QUESTIONS ON THE MATERIAL ▸
**1.** Answer these questions from the passage on loneliness:
(a) How does the passage describe the nature of this anguish?
(b) What three things does it say we so achingly need?
(c) What can loneliness be transformed into?
**2.** Carry on the passage on loneliness from its last sentence.

TEXT ▸
━━━━━━━━

We’re mourning an illusion, something we don’t have even though it was promised in a sacred vow. This anguish is also deeply spiritual in nature. To be solitary, to be unable to turn to the one person who is supposed provide unconditional friendship and love—yet to have him standing right there, physically present—is excruciating.
It’s important to recognize this piercing hollowness for what it truly is. Only in the recognition can we begin to heal this wound and to find the love, trust and support we so achingly need.
Where can this love be found?
We have to enter into our loneliness, not wish it away or seek to avoid it. As strange as it sounds, embrace the loneliness. Live it, and live within it. It’s only when we can allow ourselves the space to go within and develop a relationship with our true selves that we can then find the strength to transform our loneliness into restorative stillness.

━━━━━━━━

ENTRIES PROVIDED ▸
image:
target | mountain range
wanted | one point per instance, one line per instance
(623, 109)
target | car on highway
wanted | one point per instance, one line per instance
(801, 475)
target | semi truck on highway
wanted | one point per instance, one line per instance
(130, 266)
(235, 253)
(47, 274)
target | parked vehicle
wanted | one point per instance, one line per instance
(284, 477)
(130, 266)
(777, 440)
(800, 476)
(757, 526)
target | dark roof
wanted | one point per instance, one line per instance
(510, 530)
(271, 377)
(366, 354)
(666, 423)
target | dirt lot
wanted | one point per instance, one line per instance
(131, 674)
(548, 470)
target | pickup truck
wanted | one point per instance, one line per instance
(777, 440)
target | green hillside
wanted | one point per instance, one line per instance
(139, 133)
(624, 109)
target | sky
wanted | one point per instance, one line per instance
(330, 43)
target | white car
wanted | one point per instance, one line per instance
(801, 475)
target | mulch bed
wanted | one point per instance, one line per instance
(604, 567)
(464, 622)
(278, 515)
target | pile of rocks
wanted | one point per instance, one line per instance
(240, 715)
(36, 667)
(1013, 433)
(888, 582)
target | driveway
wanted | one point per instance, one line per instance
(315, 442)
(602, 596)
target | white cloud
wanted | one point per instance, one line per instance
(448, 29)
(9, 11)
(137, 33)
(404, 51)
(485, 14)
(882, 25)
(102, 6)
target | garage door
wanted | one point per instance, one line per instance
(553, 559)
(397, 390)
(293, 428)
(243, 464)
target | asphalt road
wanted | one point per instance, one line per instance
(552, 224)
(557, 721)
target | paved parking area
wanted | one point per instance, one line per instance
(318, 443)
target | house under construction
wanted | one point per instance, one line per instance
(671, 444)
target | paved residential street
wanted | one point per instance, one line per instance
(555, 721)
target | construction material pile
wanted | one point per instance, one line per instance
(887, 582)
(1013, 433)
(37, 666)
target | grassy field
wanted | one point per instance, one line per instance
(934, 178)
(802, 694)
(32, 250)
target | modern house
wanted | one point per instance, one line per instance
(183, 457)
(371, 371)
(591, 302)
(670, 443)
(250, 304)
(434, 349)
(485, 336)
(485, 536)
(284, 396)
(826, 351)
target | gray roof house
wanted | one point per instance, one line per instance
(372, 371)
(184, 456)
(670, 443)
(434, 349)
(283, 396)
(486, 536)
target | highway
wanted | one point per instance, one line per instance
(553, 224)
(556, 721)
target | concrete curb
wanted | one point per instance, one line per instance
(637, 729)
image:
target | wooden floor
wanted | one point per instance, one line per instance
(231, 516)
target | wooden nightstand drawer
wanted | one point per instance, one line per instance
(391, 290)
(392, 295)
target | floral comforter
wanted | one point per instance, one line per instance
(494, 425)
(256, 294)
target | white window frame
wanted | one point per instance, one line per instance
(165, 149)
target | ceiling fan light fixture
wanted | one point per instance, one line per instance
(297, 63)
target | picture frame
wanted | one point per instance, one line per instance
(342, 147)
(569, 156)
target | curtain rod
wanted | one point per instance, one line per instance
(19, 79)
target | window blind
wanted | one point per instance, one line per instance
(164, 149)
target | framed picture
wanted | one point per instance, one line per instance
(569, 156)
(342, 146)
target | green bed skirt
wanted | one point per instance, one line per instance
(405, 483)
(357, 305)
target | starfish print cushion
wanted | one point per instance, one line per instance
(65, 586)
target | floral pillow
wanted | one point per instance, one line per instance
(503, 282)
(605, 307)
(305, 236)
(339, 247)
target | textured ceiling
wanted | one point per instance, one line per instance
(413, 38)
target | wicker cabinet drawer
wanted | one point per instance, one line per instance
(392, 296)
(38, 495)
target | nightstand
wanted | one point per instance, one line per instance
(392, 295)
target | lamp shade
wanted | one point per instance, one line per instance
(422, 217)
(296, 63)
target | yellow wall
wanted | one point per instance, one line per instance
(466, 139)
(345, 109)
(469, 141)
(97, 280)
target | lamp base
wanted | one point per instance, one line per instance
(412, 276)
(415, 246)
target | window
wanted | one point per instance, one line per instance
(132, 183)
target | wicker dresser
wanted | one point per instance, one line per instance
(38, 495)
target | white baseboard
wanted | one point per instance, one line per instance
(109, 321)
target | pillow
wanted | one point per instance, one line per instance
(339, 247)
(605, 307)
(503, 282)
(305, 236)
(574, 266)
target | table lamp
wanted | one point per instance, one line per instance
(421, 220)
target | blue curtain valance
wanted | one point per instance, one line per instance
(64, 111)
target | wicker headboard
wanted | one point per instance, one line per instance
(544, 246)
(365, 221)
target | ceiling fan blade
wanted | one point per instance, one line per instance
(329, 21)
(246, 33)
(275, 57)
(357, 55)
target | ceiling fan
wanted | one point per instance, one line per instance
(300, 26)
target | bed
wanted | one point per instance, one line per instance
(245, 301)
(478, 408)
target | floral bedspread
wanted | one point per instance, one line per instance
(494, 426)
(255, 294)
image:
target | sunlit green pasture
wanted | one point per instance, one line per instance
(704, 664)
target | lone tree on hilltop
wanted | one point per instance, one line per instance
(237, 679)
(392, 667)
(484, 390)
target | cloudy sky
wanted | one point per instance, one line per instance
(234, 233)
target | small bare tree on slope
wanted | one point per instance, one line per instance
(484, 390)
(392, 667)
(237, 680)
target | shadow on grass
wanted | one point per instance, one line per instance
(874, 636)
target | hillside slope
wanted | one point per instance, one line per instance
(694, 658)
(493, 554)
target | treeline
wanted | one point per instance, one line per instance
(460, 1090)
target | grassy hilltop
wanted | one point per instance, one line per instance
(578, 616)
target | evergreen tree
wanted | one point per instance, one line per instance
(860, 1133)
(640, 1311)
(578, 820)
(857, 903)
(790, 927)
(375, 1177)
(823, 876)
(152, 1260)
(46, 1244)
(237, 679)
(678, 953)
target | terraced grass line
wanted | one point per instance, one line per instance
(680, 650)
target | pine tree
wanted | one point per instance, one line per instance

━━━━━━━━

SOLVED PROBLEMS ▸
**1.**
(a) Deeply spiritual.
(b) Love, trust and support.
(c) Restorative stillness.

**2.**
This quiet stillness is the treasure of authentic inner peace. Cultivating this inner peace allows us to thrive despite outward turmoil. And, it’s in finding this soul space that we’re finally able to grasp—and gain strength from—an intrinsic beauty and fortitude that will not tolerate abuse, in any form, ever again. It’s then that we learn the true meaning of Jesus’ words when he said, “Love your neighbor as yourself” (Mark 12:31). Loving neighbor as self presupposes that we truly love ourselves. When we love ourselves in a pure, authentic way, loneliness becomes stillness of the heart; anguish becomes harmony within the soul.

It seems so easy to read about this inner peace, yet so difficult to actually cultivate it. The concept can seem amorphous, vague, lovely in writing but impossible in doing. Indeed, it is difficult to grasp, and not something you can force or coerce.
We must ASK for help.
We can’t make this transformation alone. We aren’t capable. We need the guidance of the Spirit, the One Who Is, to help fill us. Betrayal and abuse breaks us open, causing us to acutely feel the raw interior of loneliness. God fills this raw interior with His flowing graces—if we allow our sore selves to remain open enough to receive those graces. God can change our ordinary, tainted water into the richest wine. Yes, suffering hurts. A lot. But through the pain, there is relief. Relief, release, and resurrection.
“By slowly converting our loneliness into a deep solitude, we create that precious space where we can discover the voice telling us about our inner necessity … In stillness we can become present to ourselves.”
(Henri Nouwen)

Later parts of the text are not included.